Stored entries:
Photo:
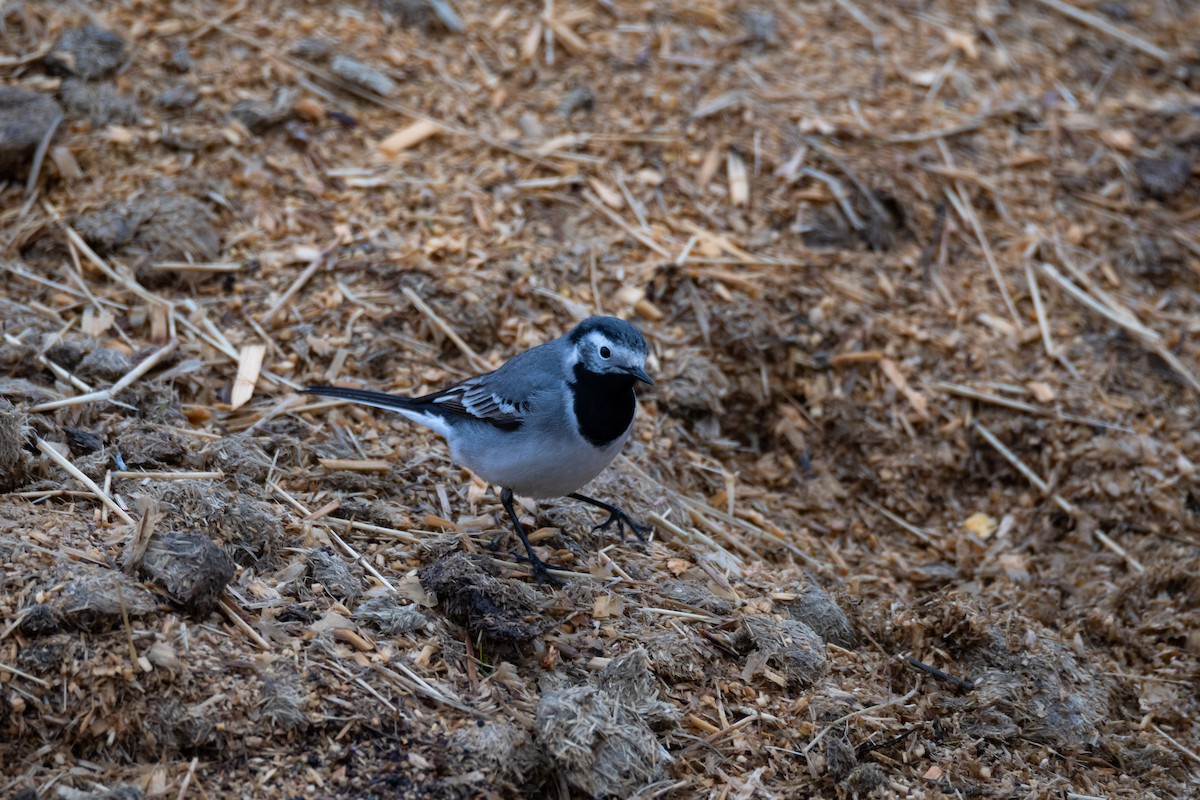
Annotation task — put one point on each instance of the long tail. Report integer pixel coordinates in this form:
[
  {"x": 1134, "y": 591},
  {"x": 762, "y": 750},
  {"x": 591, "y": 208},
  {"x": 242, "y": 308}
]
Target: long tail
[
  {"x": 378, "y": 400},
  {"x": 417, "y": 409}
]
* * *
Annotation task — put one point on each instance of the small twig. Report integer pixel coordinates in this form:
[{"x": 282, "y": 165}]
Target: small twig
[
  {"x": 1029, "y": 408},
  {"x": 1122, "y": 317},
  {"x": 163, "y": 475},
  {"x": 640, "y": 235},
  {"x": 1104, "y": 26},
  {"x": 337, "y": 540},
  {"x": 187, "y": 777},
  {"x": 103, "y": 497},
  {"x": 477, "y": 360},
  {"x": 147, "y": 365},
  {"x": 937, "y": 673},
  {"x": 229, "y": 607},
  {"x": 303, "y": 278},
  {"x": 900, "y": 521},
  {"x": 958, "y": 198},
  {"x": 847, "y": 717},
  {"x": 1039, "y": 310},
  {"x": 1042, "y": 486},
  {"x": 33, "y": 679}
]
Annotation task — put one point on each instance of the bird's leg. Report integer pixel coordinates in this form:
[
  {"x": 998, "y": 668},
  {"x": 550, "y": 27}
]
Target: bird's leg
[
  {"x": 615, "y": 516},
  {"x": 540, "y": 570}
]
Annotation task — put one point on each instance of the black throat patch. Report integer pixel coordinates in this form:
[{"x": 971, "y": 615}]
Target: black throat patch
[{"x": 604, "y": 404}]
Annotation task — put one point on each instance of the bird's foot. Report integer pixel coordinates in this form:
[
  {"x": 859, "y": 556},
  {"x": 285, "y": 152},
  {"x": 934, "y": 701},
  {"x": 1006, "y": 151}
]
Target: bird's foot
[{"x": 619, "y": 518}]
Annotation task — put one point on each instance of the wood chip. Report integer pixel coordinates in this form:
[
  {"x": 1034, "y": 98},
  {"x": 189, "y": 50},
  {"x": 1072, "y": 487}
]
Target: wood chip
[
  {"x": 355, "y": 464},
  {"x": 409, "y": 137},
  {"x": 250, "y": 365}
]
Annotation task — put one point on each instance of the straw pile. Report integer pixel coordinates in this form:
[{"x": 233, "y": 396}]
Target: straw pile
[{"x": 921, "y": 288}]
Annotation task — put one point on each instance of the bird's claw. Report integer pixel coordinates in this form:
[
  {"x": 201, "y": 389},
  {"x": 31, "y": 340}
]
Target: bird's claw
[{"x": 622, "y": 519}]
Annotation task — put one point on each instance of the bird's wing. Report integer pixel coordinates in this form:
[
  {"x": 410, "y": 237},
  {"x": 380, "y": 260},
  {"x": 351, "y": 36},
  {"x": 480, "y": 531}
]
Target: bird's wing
...
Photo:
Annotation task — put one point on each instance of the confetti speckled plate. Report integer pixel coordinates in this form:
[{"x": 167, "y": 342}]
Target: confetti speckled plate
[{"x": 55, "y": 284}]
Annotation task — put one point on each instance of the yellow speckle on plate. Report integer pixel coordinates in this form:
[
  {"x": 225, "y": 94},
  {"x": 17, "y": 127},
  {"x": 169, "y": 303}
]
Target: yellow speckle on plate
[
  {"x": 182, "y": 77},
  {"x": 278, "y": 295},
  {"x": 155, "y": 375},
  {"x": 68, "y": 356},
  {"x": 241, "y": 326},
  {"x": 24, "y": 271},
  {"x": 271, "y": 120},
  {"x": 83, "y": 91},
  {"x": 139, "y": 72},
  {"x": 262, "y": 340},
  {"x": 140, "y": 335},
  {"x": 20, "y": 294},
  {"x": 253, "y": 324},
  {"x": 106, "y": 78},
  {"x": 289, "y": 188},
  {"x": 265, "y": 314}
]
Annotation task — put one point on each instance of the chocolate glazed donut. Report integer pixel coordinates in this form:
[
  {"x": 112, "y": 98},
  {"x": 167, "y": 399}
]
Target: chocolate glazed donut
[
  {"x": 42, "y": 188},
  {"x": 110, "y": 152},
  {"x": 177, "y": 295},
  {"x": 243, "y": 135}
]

Task brief
Copy the lines from the entries above in which the word "Annotation" appears.

Task result
Annotation task — put one point on each instance of the long tail. Report integer pixel coordinates in this form:
Annotation task — put one point on each instance of the small twig. Report integer pixel coordinates in this form:
Annotation task — put one point on each instance of the bird's leg. Report integer pixel coordinates in this form:
Annotation task — put one point on each instance of the black throat patch. Report integer pixel coordinates in this form:
Annotation task — put one point on each instance of the bird's foot. Report integer pixel coordinates in this form:
Annotation task — put one point on each instance of the wood chip. Report integer pixel coordinates in this form:
Annotation task — put one point on each instance of the straw pile. Report integer pixel coordinates in this form:
Annotation task — put one point on each instance of the bird's claw. Report integer pixel coordinates in this form:
Annotation task — put one point on each instance of the bird's wing. Report integer pixel coordinates in this form:
Annotation task — put one point on each instance of the confetti speckled plate. Report integer pixel coordinates in this form:
Annotation task — put one point on each instance of the yellow speckle on plate. Report integer pixel coordinates in this form:
Annotation task — put one point on each instance of the chocolate glazed donut. Report integer pixel coordinates in this form:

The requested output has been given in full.